_PAGE EXTRACT_.
§ §

Spring til hovedindhold

The accuracy of a speech recognizer depends to a large degree on the quality of the speech being recognized.

Distorted speech, heavy background noise, cross talk, and heavy processing will in general result in a high number of recognition errors.

It's also worth knowing that a lossy transformation of the audio – that is a processing step that removes or alters part of the speech signal like e.g. mp3-compression or excessive down sampling – can't be undone by converting the lossy audio back to e.g. 16 kHz WAV.

In order to optimize the audio for recognition you should therefore:

  • Avoid clipping the signal – e.g. by over-amplifying the signal into saturation

  • Keep one speaker per channel (stereo) if possible

  • Disable (or reduce) any processing of the audio (like gating, filtering, noise reduction, etc.)

  • Don't down sample the audio to below 16 kHz if possible (8 kHz telephone audio is fine)

§ §

_DATASET CONTENT_.
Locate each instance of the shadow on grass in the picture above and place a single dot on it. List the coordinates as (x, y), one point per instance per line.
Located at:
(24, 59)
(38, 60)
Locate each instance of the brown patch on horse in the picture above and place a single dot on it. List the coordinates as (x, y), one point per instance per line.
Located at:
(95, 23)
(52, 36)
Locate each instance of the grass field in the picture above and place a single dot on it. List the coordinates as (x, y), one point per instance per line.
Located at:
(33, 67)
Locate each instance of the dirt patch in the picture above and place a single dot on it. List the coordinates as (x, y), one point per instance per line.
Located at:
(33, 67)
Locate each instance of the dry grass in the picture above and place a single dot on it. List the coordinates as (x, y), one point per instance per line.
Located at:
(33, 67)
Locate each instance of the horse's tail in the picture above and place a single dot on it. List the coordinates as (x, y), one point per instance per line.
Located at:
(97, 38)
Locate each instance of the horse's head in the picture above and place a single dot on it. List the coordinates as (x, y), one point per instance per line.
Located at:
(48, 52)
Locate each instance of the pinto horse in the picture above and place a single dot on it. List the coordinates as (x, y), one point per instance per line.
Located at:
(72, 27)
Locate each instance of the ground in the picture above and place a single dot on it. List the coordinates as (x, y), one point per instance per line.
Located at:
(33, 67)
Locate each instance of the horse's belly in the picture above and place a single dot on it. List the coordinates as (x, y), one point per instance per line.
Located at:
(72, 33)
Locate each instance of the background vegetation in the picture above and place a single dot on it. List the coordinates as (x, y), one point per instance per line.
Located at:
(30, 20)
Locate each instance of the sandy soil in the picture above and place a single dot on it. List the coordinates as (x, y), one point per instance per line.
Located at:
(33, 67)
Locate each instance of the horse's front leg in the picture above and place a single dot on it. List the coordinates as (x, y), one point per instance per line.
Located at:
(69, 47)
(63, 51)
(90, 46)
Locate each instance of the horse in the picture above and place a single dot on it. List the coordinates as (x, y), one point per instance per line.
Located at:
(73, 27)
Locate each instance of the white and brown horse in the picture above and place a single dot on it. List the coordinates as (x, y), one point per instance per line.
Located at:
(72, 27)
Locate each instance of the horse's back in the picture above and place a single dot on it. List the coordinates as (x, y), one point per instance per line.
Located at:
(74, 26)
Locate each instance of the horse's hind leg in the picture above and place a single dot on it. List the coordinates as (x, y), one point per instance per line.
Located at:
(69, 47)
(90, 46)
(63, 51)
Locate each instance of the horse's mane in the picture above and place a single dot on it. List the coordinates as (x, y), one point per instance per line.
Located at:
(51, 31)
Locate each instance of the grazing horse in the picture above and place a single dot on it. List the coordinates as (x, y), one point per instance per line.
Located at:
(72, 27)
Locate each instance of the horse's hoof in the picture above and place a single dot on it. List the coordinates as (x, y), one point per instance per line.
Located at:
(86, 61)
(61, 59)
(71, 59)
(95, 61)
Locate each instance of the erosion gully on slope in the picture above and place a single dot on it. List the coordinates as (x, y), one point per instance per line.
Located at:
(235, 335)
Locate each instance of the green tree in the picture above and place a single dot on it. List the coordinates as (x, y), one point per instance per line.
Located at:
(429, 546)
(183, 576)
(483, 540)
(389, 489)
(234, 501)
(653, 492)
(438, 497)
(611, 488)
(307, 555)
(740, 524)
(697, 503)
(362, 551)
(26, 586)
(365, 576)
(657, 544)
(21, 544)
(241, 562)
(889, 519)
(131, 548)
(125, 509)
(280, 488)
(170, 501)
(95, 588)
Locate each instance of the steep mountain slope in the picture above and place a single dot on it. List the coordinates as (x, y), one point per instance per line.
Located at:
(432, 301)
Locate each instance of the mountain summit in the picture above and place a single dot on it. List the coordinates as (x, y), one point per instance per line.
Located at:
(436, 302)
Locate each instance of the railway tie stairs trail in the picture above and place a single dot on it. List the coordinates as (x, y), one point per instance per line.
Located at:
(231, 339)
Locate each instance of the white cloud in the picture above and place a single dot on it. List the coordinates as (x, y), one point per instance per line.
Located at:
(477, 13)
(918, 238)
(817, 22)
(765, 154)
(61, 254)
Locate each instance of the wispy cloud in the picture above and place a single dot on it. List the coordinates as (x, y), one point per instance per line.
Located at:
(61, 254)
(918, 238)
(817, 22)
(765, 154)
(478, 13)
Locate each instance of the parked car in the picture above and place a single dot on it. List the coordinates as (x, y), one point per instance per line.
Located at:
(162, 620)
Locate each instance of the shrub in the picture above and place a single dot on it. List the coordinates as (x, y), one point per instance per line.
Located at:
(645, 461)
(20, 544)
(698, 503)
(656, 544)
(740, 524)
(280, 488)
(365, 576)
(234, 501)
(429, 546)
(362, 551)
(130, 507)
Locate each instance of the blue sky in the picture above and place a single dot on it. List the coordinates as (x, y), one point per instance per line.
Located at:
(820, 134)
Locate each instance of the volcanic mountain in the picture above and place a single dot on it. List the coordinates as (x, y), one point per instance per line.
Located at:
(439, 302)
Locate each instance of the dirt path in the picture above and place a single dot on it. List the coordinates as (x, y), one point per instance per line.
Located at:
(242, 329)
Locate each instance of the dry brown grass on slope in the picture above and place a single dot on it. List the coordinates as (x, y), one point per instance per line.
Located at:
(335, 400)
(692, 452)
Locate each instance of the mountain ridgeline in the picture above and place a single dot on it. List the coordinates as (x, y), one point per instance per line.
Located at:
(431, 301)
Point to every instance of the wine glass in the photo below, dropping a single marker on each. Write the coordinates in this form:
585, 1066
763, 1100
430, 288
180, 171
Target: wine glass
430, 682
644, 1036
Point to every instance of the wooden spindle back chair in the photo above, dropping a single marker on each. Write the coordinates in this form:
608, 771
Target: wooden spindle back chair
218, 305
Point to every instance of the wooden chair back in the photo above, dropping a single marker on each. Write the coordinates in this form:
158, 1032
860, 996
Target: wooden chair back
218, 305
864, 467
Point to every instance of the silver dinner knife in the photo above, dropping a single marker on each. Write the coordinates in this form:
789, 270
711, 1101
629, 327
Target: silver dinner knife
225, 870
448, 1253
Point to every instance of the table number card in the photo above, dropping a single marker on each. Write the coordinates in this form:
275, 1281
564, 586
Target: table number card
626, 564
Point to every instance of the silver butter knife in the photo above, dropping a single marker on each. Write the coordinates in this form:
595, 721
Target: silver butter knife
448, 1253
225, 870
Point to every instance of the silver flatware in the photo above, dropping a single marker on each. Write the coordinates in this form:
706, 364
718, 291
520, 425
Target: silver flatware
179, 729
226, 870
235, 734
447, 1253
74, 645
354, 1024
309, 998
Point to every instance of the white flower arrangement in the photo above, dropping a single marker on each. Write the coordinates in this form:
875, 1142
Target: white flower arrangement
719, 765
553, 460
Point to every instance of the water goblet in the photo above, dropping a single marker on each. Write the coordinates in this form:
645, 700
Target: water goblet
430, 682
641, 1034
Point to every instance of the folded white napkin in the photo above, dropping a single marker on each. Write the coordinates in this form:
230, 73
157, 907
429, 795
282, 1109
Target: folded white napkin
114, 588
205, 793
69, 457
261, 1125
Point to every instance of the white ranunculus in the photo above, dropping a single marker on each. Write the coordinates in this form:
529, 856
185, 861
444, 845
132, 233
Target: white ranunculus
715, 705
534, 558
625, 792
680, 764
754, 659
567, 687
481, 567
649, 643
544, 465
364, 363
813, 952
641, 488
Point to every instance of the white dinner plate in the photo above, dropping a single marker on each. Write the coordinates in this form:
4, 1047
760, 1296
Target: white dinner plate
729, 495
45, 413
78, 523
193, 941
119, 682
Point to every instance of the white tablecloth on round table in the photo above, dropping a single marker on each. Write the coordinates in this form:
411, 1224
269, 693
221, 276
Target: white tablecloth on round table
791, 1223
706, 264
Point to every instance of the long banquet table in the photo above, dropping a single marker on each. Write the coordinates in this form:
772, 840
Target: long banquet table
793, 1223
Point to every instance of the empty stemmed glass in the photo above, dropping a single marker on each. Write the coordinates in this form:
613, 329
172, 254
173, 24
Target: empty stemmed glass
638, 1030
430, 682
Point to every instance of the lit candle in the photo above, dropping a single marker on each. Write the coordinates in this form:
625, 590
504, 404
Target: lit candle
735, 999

§ §

_GIVEN EXERCISE 1_.
From the text on audio quality for speech recognition, extract the stretch from "The accuracy of" through "of recognition errors.".
_GIVEN EXERCISE 2_.
Answer these questions using the text on audio quality for speech recognition:
(a) Which two examples of a lossy transformation does the text give?
(b) How many speakers per channel does the text recommend keeping?
(c) Below what sample rate does the text advise against down sampling, if possible?

_CORRECT RESPONSE 1_.
The accuracy of a speech recognizer depends to a large degree on the quality of the speech being recognized.

Distorted speech, heavy background noise, cross talk, and heavy processing will in general result in a high number of recognition errors.

_CORRECT RESPONSE 2_.
(a) Mp3-compression and excessive down sampling.
(b) One speaker per channel.
(c) 16 kHz.